Considering the triumph of their first effort, the witty and sublime into-the- night talkfest My Dinner With Andre (1981), it’s amazing it has taken Wallace Shawn, Andre Gregory, and director Louis Malle more than 10 years to collaborate again. It was worth the wait, though. The three have now brought forth Vanya on 42nd Street, an update of Chekhov’s Uncle Vanya that is so innovative yet pure, so searching in its very simplicity, that I felt as if I were seeing Chekhov’s masterpiece — really seeing it — for the first time.
The movie opens with documentary images of Times Square, out of which we quickly divine a familiar, pudgy face. It’s Wallace Shawn, the bald elf, weary and middle-aged now, calmly eating a knish on 42nd Street. A few other actors greet him on the sidewalk, and then they proceed to enter a darkly cavernous, rubble-strewn Gothic theater — it looks like a fabulous ruin out of Blade Runner — where, following a few minutes of chitchat, they commence a full-length rehearsal of Uncle Vanya. There is no stage, no real sets (just a few tables and chairs), and the actors are dressed in the same casual street clothes they were wearing when they walked in.

> INSTRUCTIONS
[A] Return the part of the review from "The movie opens" to "they walked in.".
[B] What does the review say on each point?
(i) How long did Shawn, Gregory, and Malle take to collaborate again after their first film?
(ii) What is Wallace Shawn eating on 42nd Street?
(iii) What furniture is used in place of real sets?
The rows after this note come from a separate source.

> MATERIAL PROVIDED
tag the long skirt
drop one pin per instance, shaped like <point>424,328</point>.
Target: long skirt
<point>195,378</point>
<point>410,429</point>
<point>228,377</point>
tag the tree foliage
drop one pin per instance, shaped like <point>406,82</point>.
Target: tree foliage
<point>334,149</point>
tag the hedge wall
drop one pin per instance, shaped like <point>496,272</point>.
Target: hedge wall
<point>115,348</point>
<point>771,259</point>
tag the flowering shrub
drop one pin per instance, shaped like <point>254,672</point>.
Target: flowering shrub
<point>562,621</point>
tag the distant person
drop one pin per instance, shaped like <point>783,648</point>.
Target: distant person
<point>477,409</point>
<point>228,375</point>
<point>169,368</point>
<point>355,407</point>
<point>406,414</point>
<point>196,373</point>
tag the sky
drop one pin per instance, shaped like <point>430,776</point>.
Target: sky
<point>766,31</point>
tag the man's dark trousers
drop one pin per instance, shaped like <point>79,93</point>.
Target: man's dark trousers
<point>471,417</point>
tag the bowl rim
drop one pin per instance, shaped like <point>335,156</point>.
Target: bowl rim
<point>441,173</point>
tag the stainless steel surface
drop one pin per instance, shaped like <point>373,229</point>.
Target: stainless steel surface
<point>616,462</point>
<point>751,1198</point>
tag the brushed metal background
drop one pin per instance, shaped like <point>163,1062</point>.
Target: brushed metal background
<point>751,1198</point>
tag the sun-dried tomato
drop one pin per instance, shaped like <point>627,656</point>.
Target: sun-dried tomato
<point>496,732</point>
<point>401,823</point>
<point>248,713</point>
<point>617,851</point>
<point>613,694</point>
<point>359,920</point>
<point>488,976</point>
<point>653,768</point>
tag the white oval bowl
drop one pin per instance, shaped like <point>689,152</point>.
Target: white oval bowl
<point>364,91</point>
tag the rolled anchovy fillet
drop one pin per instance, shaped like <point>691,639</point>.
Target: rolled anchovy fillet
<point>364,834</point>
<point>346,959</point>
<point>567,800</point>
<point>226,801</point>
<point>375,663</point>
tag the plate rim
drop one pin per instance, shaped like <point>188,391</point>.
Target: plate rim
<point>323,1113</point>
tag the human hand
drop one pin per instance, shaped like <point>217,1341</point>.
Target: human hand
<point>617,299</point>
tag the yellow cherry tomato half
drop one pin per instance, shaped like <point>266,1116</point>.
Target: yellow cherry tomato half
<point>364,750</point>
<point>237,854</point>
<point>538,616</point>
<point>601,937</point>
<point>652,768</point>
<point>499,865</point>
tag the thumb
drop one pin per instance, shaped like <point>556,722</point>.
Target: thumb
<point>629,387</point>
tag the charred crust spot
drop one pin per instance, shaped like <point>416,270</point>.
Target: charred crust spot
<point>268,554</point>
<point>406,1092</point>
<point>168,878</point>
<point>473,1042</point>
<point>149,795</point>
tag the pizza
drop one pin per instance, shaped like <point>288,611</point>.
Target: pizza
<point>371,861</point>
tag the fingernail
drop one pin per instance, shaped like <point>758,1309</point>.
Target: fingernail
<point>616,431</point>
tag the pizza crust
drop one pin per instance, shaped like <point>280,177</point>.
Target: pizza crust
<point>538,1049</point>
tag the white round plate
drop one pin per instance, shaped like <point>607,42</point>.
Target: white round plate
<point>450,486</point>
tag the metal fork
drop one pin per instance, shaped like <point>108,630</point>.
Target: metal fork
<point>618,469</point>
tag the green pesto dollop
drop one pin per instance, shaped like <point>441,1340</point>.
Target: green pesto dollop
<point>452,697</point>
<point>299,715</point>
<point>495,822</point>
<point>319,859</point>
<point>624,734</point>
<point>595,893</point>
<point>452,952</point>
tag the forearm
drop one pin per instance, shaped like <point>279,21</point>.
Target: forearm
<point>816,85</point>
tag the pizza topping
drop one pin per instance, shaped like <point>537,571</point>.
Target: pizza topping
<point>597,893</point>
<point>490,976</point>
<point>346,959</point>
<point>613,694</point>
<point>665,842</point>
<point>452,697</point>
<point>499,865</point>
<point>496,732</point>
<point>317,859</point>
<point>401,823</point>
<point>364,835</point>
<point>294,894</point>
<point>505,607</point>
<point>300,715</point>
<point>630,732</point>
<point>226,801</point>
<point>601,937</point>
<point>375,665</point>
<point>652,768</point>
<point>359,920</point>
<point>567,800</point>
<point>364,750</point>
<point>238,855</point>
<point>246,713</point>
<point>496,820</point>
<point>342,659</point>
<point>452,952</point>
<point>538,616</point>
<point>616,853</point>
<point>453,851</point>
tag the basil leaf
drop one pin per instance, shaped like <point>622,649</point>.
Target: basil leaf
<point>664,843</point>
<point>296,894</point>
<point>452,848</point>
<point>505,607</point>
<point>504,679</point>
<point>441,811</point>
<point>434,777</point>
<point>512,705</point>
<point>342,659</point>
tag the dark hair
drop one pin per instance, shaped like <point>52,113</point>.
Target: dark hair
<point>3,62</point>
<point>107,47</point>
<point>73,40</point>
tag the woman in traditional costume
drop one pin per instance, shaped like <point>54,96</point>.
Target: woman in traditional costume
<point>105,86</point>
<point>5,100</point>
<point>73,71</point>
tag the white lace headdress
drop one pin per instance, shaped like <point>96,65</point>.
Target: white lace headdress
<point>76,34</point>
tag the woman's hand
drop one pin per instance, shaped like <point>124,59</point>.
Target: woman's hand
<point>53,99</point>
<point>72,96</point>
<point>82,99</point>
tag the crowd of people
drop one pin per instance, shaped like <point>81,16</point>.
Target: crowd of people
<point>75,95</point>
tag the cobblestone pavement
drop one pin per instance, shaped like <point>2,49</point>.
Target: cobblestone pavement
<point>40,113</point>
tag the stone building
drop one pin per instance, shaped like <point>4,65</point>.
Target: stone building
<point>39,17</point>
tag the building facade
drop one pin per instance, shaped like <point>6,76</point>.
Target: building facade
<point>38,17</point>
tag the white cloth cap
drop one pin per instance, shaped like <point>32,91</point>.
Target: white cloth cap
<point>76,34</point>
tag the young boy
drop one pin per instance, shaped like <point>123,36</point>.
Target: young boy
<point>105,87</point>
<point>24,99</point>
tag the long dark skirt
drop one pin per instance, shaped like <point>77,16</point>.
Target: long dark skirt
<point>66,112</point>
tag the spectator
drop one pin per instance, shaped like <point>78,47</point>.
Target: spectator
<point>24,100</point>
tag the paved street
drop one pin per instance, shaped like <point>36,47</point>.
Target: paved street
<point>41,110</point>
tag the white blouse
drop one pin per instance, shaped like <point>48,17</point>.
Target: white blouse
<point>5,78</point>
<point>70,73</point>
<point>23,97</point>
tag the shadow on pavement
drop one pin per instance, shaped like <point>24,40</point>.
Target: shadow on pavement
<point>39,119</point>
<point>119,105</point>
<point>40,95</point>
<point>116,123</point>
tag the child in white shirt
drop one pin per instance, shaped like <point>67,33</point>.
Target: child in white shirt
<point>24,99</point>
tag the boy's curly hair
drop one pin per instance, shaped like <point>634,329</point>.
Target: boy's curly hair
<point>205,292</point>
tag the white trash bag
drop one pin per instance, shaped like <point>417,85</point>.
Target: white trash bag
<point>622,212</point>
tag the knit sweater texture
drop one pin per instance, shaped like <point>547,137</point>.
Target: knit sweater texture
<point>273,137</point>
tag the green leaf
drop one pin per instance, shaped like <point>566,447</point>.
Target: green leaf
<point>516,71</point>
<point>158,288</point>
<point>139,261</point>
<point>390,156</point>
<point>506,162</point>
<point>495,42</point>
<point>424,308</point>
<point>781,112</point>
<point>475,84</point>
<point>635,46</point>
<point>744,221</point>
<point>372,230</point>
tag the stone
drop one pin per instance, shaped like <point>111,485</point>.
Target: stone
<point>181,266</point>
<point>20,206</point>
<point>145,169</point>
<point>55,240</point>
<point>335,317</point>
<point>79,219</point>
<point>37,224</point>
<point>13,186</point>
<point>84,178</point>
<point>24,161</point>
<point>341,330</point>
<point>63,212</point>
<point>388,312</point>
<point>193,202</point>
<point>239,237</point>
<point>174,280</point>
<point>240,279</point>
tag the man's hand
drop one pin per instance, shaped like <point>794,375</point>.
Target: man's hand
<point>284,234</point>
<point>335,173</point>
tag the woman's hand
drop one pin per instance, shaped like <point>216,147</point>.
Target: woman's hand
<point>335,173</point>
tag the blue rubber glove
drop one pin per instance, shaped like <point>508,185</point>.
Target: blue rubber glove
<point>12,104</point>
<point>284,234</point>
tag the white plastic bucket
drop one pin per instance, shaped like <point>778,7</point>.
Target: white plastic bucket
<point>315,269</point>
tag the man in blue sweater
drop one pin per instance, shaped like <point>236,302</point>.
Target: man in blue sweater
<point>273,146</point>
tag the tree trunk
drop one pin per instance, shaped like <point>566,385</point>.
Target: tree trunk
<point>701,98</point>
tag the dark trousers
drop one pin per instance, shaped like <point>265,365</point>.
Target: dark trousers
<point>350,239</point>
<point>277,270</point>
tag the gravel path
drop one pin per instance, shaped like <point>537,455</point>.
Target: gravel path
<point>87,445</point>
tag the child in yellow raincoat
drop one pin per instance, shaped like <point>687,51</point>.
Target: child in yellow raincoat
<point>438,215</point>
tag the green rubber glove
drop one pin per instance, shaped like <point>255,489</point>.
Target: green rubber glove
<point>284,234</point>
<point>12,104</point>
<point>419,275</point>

> COMPLETED EXERCISE
[A]
The movie opens with documentary images of Times Square, out of which we quickly divine a familiar, pudgy face. It’s Wallace Shawn, the bald elf, weary and middle-aged now, calmly eating a knish on 42nd Street. A few other actors greet him on the sidewalk, and then they proceed to enter a darkly cavernous, rubble-strewn Gothic theater — it looks like a fabulous ruin out of Blade Runner — where, following a few minutes of chitchat, they commence a full-length rehearsal of Uncle Vanya. There is no stage, no real sets (just a few tables and chairs), and the actors are dressed in the same casual street clothes they were wearing when they walked in.

[B]
(i) More than 10 years.
(ii) A knish.
(iii) A few tables and chairs.